> PROVIDED DATA

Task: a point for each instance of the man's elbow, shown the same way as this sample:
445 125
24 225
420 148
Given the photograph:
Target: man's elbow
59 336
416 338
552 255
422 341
* * *
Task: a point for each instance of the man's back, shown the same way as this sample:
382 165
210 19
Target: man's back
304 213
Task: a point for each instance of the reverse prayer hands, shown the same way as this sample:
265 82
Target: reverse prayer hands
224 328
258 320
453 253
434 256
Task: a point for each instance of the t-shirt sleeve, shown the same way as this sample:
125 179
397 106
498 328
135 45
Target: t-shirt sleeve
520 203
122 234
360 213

> TASK GOAL
Locate every line in the listing above that contains the word "sample" and copy each one out in full.

> EXERCISE SOLUTION
Task: a point for each instance of the man's elbow, shown the same way as this sample:
Task: a point for each instance of the man's back, shown the same way as this sample:
Task: a point for each instance of the reverse prayer hands, shown the same way as this sample:
Task: a point for each instance of the t-shirt sleeve, shown the same way as this sample:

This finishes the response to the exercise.